Tugas - Lanjutkan penggalan teks tentang dampak perubahan iklim terhadap kesehatan manusia, mulai setelah kalimat terakhirnya.

ORGANISASI Kesehatan Dunia (WHO) bersama sejumlah mitra global menyerukan agar perlindungan kesehatan manusia diakui sebagai penggerak utama aksi iklim.
Seruan ini disampaikan seiring laporan terbaru yang memperingatkan bahwa ketergantungan dunia terhadap bahan bakar fosil dan kegagalan beradaptasi dengan pemanasan global telah menimbulkan dampak serius terhadap kesehatan manusia.
Laporan The Lancet Countdown on Health and Climate Change 2025 yang disusun bersama WHO menunjukkan, 12 dari 20 indikator utama terkait ancaman kesehatan akibat perubahan iklim kini mencapai rekor tertinggi.
Kondisi tersebut menggambarkan bagaimana kelambanan dalam menghadapi krisis iklim telah mengorbankan banyak nyawa, membebani sistem kesehatan, dan melemahkan perekonomian global.

Bahan -
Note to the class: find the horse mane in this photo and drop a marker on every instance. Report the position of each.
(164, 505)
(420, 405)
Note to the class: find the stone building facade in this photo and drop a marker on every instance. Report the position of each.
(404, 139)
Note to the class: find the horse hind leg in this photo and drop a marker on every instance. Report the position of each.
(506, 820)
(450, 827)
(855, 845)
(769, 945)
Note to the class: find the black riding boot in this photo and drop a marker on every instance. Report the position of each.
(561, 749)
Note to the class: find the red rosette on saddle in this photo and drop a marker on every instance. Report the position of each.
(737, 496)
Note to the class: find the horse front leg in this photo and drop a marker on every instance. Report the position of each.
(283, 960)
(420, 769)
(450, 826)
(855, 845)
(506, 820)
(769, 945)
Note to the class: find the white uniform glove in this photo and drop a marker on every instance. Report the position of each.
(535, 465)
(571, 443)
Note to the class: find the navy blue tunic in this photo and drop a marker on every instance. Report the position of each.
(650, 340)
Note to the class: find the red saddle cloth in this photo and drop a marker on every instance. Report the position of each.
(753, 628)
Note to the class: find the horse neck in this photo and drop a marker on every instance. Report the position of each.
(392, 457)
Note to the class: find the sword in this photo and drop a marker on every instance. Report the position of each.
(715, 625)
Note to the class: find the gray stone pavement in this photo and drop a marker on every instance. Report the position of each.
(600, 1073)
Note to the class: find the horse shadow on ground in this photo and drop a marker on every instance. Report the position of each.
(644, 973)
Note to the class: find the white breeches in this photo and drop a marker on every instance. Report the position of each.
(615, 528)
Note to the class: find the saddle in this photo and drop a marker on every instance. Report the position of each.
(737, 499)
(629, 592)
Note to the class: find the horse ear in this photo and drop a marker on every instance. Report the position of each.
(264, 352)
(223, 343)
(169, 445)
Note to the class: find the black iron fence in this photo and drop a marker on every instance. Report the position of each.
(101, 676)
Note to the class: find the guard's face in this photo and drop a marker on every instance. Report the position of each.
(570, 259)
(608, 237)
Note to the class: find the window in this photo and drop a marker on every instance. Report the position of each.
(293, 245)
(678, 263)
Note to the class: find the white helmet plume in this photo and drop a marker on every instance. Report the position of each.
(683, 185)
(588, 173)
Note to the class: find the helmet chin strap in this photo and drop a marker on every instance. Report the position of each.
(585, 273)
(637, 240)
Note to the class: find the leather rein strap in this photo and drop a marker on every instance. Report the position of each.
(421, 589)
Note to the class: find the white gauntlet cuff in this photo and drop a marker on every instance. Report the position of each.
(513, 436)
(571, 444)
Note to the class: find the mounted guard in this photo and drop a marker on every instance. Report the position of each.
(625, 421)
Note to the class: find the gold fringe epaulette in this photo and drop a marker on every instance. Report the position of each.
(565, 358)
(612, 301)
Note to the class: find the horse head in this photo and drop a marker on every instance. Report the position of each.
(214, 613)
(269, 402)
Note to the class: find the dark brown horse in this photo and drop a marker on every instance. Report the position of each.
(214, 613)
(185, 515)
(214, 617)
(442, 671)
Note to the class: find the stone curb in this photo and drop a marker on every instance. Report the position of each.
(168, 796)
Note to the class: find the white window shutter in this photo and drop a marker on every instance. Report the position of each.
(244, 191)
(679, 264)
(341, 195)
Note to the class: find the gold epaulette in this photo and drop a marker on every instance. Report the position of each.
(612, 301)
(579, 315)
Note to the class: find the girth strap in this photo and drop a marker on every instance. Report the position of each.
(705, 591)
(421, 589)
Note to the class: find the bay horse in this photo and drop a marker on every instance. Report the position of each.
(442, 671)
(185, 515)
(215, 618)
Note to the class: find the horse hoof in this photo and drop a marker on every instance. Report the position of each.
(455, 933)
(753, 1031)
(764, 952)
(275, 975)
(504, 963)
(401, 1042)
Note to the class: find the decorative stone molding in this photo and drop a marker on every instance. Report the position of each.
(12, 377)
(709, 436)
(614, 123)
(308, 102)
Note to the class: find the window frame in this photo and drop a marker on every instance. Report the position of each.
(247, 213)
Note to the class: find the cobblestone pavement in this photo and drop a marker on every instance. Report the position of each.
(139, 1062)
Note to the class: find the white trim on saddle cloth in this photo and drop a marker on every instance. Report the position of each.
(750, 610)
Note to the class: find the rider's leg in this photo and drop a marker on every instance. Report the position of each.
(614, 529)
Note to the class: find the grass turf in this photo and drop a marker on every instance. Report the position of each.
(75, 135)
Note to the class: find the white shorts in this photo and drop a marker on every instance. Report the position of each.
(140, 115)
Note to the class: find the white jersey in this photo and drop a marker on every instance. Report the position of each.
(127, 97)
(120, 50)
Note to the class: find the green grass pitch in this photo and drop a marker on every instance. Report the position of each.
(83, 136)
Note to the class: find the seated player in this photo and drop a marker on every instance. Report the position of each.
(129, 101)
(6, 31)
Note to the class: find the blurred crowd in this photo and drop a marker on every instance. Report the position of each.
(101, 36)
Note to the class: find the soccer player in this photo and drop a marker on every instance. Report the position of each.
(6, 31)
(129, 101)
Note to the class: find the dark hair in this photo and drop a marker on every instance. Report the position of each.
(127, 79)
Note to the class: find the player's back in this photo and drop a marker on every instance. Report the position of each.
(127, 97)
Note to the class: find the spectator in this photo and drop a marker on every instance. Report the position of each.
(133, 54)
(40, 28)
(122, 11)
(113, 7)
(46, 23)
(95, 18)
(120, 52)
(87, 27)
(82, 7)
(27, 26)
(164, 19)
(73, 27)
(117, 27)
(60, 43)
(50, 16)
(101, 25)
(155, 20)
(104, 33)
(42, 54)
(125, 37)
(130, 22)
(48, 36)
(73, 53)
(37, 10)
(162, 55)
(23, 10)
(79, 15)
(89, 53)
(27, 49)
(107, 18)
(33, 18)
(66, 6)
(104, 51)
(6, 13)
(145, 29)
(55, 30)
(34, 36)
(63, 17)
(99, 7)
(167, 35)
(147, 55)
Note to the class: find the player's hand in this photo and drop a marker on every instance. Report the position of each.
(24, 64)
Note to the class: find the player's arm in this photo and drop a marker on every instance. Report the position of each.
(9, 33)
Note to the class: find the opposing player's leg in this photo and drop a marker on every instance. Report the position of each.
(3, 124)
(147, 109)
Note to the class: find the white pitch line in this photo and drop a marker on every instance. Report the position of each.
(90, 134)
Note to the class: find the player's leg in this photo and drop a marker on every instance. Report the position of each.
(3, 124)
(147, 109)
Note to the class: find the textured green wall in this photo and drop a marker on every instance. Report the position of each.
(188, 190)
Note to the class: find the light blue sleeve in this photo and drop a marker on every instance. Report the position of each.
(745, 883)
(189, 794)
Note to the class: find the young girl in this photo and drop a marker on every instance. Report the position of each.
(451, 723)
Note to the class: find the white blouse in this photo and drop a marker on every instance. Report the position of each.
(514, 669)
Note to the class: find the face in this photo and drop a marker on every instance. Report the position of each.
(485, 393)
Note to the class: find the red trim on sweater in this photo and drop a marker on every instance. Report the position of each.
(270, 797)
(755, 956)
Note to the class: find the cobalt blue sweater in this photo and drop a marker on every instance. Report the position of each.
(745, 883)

Hasil Latihan -
“Krisis iklim adalah krisis kesehatan. Setiap kenaikan suhu sekecil apa pun berdampak pada kehidupan dan penghidupan manusia,” ujar Dr. Jeremy Farrar, Asisten Direktur Jenderal WHO bidang Promosi Kesehatan, Pencegahan Penyakit, dan Perawatan.
Ia menegaskan, laporan tersebut menunjukkan bahwa ketidakaktifan terhadap krisis iklim telah menewaskan banyak orang di seluruh dunia. Namun di sisi lain, aksi iklim justru menjadi peluang terbesar untuk meningkatkan kesehatan global.
“Udara yang lebih bersih, pola makan yang lebih sehat, dan sistem kesehatan yang tangguh dapat menyelamatkan jutaan jiwa kini dan di masa depan,” ujarnya.
Krisis iklim ancam kesehatan manusia
Direktur Eksekutif The Lancet Countdown dari University College London, Dr. Marina Romanello, menambahkan bahwa berbagai solusi untuk mencegah bencana iklim sebenarnya sudah tersedia dan mulai dijalankan di berbagai daerah.
“Mulai dari transisi energi bersih hingga adaptasi di tingkat kota, aksi nyata sudah berlangsung dan memberikan manfaat kesehatan yang signifikan. Namun, upaya ini harus terus dipercepat,” tegasnya.
Menurutnya, penghapusan bahan bakar fosil secara bertahap dan peralihan ke energi terbarukan yang bersih merupakan langkah paling efektif untuk memperlambat perubahan iklim dan melindungi kehidupan manusia.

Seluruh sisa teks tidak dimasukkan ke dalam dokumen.